IS: Como foi viver ao lado da Maria Helena, por quem você dedica amor
eterno? Ela acompanhava seu processo criativo?
PF: Viver com Maria
Helena foi dádiva. E Marias foram dádivas. Maria de Lourdes, minha mãe e Maria
Helena. Desta só não servia para minha crítica, ainda que cultura não lhe
faltasse.
IS: A viuvez
mudou sua maneira de olhar o tempo?
PF: O mundo muda, e muda e não é
para melhor. Infelizmente e até chegamos ao Trump, como pode?
6. Reencontros e o que ainda pulsa
IS: Se
hoje pudesse conversar com o Pedro de 40 anos, o que diria a ele?
PF:
Chamaria o Pedro às falas. E diria Pedro, oh, Pedro! Largue a utopia, este
excesso de moralidade é um pouco para inglês saber. Não seja utópico e volte
aos locais passados e diga da saudade que sentiu. Fui e depois aviso, passou e
estou em outra. Pedro Karabina (apelido do basquete), está com 40 anos. Pense
um pouco nos dinheiros. O futuro sempre quer mais e o futuro é caro,
caríssimo...
IS: Você sente vontade de escrever (ou reescrever) sobre algum assunto que
já abordou anteriormente?
PF: Sobre assunto especial, não o tenho.
Nisto sou eclético. Gostaria de ter gênio e arte para combater as maldades
humanas, as soberbas, a corrupção e as burrices. Nosso País tinha tudo para
não ter pobres!
7.
····················
Como fica o trecho da entrevista que começa em "PF: O mundo" e segue até "já abordou anteriormente?", se você trocar "futuro" por "amanhã"?
····················
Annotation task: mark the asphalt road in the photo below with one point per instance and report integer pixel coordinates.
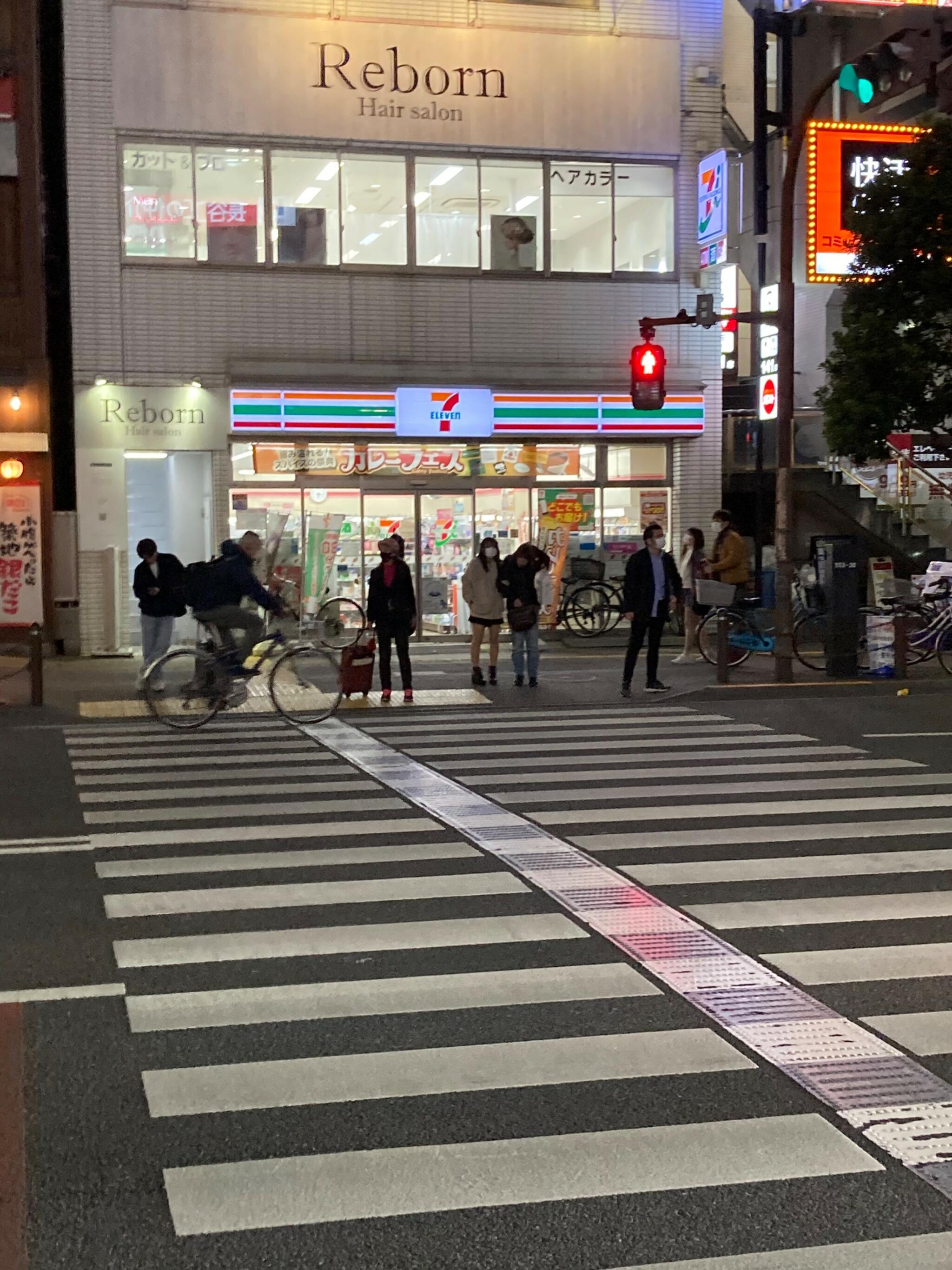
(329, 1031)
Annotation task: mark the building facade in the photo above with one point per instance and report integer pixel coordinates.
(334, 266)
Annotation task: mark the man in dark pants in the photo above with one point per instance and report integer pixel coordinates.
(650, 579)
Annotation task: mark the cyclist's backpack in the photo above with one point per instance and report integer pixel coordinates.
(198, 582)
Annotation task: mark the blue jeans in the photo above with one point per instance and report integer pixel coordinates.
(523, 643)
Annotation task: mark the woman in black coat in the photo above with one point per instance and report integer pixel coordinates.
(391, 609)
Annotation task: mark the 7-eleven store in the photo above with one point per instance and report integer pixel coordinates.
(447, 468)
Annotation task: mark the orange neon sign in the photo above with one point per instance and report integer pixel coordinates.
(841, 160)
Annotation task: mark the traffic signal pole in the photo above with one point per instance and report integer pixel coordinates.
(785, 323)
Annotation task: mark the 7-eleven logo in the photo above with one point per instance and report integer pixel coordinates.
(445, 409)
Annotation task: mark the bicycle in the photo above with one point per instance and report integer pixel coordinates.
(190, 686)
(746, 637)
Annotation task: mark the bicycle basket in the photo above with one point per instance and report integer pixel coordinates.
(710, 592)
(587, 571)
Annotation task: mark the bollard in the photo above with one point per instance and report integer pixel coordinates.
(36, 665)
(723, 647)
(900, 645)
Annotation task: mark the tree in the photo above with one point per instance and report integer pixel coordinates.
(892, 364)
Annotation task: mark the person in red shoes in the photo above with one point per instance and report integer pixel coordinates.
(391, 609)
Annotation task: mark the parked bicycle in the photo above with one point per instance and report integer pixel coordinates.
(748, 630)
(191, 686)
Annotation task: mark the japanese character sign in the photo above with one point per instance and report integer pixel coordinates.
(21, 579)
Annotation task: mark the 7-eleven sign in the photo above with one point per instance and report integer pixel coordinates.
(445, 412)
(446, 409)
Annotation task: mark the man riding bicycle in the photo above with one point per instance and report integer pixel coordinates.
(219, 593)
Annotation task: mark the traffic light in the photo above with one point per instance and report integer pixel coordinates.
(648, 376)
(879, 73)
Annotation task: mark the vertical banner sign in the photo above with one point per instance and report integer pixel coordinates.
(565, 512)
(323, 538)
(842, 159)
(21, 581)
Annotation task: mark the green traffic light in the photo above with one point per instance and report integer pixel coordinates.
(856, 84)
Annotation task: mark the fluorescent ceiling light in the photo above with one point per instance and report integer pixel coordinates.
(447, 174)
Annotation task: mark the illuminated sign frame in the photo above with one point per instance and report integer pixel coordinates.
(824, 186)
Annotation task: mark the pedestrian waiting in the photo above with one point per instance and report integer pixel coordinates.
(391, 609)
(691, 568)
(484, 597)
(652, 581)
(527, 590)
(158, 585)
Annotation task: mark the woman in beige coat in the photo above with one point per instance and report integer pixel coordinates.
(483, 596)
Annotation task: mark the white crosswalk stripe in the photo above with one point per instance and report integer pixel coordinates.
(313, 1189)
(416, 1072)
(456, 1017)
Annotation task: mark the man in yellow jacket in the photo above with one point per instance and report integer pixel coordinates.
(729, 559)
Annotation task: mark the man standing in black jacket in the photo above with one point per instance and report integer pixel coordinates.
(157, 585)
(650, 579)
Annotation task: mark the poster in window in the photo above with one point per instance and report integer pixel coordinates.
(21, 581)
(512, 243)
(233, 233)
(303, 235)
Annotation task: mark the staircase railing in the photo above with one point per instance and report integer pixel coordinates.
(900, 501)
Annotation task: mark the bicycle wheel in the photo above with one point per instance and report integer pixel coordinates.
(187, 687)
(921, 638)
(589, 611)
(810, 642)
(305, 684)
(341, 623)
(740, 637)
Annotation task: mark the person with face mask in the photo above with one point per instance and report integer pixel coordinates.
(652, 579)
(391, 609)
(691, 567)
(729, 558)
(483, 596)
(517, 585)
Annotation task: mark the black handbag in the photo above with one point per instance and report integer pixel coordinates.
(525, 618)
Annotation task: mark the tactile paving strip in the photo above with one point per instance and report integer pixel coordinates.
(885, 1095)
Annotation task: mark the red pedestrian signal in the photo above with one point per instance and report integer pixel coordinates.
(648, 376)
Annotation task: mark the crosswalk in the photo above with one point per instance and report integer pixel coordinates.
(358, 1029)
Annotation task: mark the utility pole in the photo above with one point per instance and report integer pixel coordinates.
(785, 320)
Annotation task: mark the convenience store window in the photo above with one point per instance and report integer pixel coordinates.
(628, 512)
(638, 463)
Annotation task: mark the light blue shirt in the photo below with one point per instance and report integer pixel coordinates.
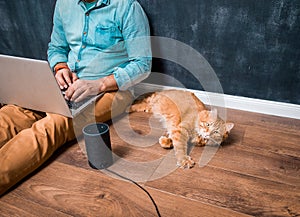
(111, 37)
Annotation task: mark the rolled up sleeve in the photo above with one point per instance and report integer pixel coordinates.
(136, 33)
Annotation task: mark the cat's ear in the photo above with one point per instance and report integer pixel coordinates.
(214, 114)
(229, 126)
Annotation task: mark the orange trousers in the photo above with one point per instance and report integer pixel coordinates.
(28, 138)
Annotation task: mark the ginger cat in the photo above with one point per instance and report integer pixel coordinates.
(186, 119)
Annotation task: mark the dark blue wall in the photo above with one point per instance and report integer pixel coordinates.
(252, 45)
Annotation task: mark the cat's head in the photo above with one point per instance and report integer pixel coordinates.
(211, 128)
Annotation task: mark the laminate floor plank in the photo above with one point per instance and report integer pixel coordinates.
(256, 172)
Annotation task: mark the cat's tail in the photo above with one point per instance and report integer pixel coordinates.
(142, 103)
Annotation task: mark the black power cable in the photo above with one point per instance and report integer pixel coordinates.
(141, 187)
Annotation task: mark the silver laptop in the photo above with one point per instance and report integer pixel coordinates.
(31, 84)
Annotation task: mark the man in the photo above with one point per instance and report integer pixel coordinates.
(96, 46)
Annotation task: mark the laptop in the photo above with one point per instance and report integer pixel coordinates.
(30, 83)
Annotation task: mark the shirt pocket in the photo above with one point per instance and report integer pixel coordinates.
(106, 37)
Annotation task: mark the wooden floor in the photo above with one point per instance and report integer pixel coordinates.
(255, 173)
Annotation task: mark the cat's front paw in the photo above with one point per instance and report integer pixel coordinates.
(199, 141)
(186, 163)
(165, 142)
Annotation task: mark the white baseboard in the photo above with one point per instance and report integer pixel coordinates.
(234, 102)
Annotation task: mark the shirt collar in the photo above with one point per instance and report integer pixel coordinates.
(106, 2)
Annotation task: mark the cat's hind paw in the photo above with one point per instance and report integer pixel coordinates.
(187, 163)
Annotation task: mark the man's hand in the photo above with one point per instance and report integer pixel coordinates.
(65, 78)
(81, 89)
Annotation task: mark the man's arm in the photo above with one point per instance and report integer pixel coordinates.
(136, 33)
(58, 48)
····················
Resposta
PF: O mundo muda, e muda e não é
para melhor. Infelizmente e até chegamos ao Trump, como pode?
6. Reencontros e o que ainda pulsa
IS: Se
hoje pudesse conversar com o Pedro de 40 anos, o que diria a ele?
PF:
Chamaria o Pedro às falas. E diria Pedro, oh, Pedro! Largue a utopia, este
excesso de moralidade é um pouco para inglês saber. Não seja utópico e volte
aos locais passados e diga da saudade que sentiu. Fui e depois aviso, passou e
estou em outra. Pedro Karabina (apelido do basquete), está com 40 anos. Pense
um pouco nos dinheiros. O amanhã sempre quer mais e o amanhã é caro,
caríssimo...
IS: Você sente vontade de escrever (ou reescrever) sobre algum assunto que
já abordou anteriormente?